What is asked →
Copy the data word for word, keeping every line.

Extracted entries →

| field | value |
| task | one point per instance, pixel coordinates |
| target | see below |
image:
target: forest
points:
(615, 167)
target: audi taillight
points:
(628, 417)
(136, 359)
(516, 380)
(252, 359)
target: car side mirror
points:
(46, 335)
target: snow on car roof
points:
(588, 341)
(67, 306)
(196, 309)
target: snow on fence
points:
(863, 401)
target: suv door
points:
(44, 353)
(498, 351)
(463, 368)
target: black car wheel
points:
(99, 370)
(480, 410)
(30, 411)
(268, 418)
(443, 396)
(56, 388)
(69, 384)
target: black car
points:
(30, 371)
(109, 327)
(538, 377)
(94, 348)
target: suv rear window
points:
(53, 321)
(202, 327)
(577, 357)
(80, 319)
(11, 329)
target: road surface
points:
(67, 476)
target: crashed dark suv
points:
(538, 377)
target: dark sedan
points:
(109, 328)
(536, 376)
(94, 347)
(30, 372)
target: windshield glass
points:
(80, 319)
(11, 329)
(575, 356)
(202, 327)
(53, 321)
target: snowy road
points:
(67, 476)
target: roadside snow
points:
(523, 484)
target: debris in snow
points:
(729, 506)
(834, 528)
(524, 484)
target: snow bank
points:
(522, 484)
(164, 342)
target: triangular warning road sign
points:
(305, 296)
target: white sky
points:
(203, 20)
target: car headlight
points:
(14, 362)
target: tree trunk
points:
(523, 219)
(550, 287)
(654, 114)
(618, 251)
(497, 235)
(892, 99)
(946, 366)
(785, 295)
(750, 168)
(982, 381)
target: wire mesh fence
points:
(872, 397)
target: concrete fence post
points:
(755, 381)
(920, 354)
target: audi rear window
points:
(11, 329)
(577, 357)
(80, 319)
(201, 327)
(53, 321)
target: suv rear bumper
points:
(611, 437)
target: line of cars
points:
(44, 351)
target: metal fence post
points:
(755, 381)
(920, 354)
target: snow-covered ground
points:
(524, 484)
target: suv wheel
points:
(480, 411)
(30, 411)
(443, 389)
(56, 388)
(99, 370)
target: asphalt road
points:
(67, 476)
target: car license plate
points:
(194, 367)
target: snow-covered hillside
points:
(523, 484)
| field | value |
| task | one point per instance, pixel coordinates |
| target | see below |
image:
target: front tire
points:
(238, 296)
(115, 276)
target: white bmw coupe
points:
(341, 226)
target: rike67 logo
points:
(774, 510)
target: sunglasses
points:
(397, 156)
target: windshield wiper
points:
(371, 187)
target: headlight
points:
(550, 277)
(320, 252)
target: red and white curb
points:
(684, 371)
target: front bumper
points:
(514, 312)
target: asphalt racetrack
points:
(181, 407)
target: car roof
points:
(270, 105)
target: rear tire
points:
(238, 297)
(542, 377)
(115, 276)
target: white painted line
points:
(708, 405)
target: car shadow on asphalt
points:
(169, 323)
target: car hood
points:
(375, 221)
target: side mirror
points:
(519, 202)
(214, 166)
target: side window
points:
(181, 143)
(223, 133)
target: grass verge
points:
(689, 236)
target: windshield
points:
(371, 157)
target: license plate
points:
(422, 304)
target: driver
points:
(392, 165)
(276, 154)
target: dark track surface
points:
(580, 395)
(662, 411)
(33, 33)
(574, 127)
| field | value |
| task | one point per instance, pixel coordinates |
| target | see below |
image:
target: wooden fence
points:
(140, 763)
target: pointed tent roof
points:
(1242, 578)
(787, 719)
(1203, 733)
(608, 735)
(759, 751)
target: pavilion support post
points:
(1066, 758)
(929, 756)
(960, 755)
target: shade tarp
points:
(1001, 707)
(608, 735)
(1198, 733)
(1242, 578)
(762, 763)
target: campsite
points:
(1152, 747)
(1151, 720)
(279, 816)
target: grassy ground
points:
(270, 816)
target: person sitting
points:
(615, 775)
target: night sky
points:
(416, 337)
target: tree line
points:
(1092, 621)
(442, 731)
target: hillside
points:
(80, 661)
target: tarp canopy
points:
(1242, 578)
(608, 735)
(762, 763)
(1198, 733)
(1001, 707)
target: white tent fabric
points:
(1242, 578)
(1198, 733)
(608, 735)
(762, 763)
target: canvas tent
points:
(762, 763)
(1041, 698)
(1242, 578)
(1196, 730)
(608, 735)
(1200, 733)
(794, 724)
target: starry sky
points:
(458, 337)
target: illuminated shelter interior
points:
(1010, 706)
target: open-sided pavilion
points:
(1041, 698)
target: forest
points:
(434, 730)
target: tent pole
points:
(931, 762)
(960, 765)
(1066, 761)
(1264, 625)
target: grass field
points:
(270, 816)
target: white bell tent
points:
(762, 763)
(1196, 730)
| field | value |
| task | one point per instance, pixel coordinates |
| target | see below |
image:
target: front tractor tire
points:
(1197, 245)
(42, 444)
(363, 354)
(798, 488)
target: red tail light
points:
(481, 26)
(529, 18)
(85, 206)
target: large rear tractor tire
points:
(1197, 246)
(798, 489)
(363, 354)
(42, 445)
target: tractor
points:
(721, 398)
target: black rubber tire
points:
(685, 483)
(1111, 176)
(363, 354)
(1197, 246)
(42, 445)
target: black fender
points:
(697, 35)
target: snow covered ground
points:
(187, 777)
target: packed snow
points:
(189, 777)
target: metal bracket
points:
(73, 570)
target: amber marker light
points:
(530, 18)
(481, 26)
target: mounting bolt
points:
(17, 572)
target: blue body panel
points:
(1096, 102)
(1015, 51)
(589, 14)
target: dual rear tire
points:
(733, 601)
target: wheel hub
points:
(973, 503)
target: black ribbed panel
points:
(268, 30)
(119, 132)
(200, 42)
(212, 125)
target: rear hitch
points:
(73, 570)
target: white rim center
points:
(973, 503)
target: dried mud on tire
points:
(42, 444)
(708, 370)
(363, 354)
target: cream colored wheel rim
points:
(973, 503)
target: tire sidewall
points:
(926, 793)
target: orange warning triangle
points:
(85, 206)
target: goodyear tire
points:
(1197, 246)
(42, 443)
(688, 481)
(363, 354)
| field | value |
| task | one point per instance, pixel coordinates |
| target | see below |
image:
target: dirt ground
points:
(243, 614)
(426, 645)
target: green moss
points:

The completed task →
| field | value |
| task | one point per instance, pixel coordinates |
| target | see below |
image:
target: forest
points:
(615, 167)
target: audi taillight
points:
(628, 417)
(136, 359)
(516, 380)
(252, 359)
target: car side mirror
points:
(46, 335)
target: snow on car roof
points:
(588, 341)
(67, 306)
(196, 309)
target: snow on fence
points:
(863, 401)
target: suv door
points:
(44, 353)
(498, 351)
(463, 368)
target: black car wheel
points:
(99, 370)
(480, 410)
(30, 411)
(268, 418)
(443, 396)
(56, 388)
(69, 384)
target: black car
points:
(30, 371)
(109, 327)
(538, 377)
(94, 348)
target: suv rear window
points:
(53, 321)
(202, 327)
(577, 357)
(80, 319)
(11, 329)
target: road surface
points:
(67, 476)
target: crashed dark suv
points:
(538, 377)
target: dark sedan
points:
(109, 328)
(536, 376)
(94, 347)
(30, 372)
target: windshield glass
points:
(80, 319)
(11, 329)
(575, 356)
(202, 327)
(53, 321)
target: snowy road
points:
(67, 476)
target: roadside snow
points:
(523, 484)
target: debris in snow
points:
(729, 506)
(834, 528)
(524, 484)
target: snow bank
points:
(522, 484)
(164, 342)
target: triangular warning road sign
points:
(305, 296)
target: white sky
points:
(203, 20)
target: car headlight
points:
(14, 362)
target: tree trunk
points:
(523, 219)
(550, 287)
(654, 114)
(618, 251)
(497, 235)
(892, 99)
(946, 366)
(785, 295)
(750, 168)
(982, 381)
target: wire mesh fence
points:
(872, 397)
target: concrete fence post
points:
(755, 381)
(920, 354)
target: audi rear window
points:
(11, 329)
(577, 357)
(80, 319)
(201, 327)
(53, 321)
target: suv rear bumper
points:
(611, 437)
target: line of cars
points:
(44, 351)
target: metal fence post
points:
(755, 381)
(920, 354)
target: snow-covered ground
points:
(524, 484)
target: suv wheel
points:
(480, 411)
(30, 411)
(443, 389)
(56, 388)
(99, 370)
target: asphalt road
points:
(67, 476)
target: car license plate
points:
(194, 367)
target: snow-covered hillside
points:
(523, 484)
| field | value |
| task | one point per instance, pixel coordinates |
| target | see below |
image:
target: front tire
points:
(238, 296)
(115, 276)
target: white bmw coupe
points:
(341, 226)
target: rike67 logo
points:
(774, 510)
target: sunglasses
points:
(397, 156)
target: windshield wiper
points:
(371, 187)
target: headlight
points:
(550, 277)
(320, 252)
target: red and white curb
points:
(684, 371)
target: front bumper
points:
(514, 312)
target: asphalt racetrack
points:
(181, 407)
target: car roof
points:
(270, 105)
target: rear tire
points:
(238, 297)
(542, 377)
(115, 276)
target: white painted line
points:
(708, 405)
target: car shadow on asphalt
points:
(169, 323)
target: car hood
points:
(375, 221)
target: side mirror
points:
(519, 202)
(214, 166)
target: side window
points:
(181, 143)
(223, 133)
target: grass verge
points:
(689, 236)
target: windshield
points:
(371, 157)
target: license plate
points:
(422, 304)
target: driver
points:
(392, 165)
(276, 154)
target: dark track surface
points:
(580, 395)
(662, 411)
(33, 33)
(574, 127)
| field | value |
| task | one point per instance, pixel coordinates |
| target | see below |
image:
target: wooden fence
points:
(140, 763)
target: pointed tent roof
points:
(1242, 578)
(787, 719)
(1203, 733)
(608, 735)
(759, 751)
target: pavilion support post
points:
(1066, 758)
(929, 756)
(960, 755)
target: shade tarp
points:
(1001, 707)
(608, 735)
(1198, 733)
(1242, 578)
(762, 763)
target: campsite
points:
(1152, 747)
(1151, 720)
(279, 816)
target: grassy ground
points:
(270, 816)
target: person sitting
points:
(615, 775)
target: night sky
points:
(416, 337)
target: tree line
points:
(1092, 621)
(442, 731)
target: hillside
points:
(80, 661)
target: tarp canopy
points:
(1242, 578)
(608, 735)
(762, 763)
(1198, 733)
(1001, 707)
target: white tent fabric
points:
(1242, 578)
(1198, 733)
(608, 735)
(762, 763)
target: canvas tent
points:
(762, 763)
(1041, 698)
(1242, 578)
(1196, 730)
(608, 735)
(1200, 733)
(794, 724)
target: starry sky
points:
(458, 337)
target: illuminated shelter interior
points:
(1010, 706)
target: open-sided pavilion
points:
(1041, 698)
target: forest
points:
(434, 730)
target: tent pole
points:
(931, 762)
(960, 765)
(1066, 761)
(1264, 625)
target: grass field
points:
(270, 816)
target: white bell tent
points:
(762, 763)
(1196, 730)
| field | value |
| task | one point per instance, pixel coordinates |
| target | see below |
image:
target: front tractor tire
points:
(1197, 245)
(42, 444)
(363, 354)
(798, 488)
target: red tail light
points:
(481, 26)
(529, 18)
(85, 206)
target: large rear tractor tire
points:
(1197, 246)
(798, 489)
(363, 354)
(42, 445)
target: tractor
points:
(721, 398)
target: black rubber tire
points:
(685, 483)
(1111, 176)
(363, 354)
(1197, 246)
(42, 445)
target: black fender
points:
(697, 35)
target: snow covered ground
points:
(187, 777)
target: packed snow
points:
(189, 777)
target: metal bracket
points:
(73, 570)
target: amber marker light
points:
(530, 18)
(481, 26)
target: mounting bolt
points:
(17, 572)
target: blue body panel
points:
(1096, 102)
(1015, 51)
(589, 14)
target: dual rear tire
points:
(733, 601)
target: wheel hub
points:
(973, 503)
target: black ribbed panel
points:
(268, 30)
(119, 132)
(200, 42)
(212, 125)
target: rear hitch
points:
(73, 570)
target: white rim center
points:
(973, 503)
target: dried mud on tire
points:
(42, 444)
(708, 370)
(363, 354)
target: cream colored wheel rim
points:
(973, 503)
target: tire sidewall
points:
(926, 793)
target: orange warning triangle
points:
(85, 206)
target: goodyear tire
points:
(1197, 246)
(42, 443)
(688, 481)
(363, 354)
| field | value |
| task | one point per instance, pixel coordinates |
| target | see below |
image:
target: dirt ground
points:
(243, 614)
(426, 645)
target: green moss
points:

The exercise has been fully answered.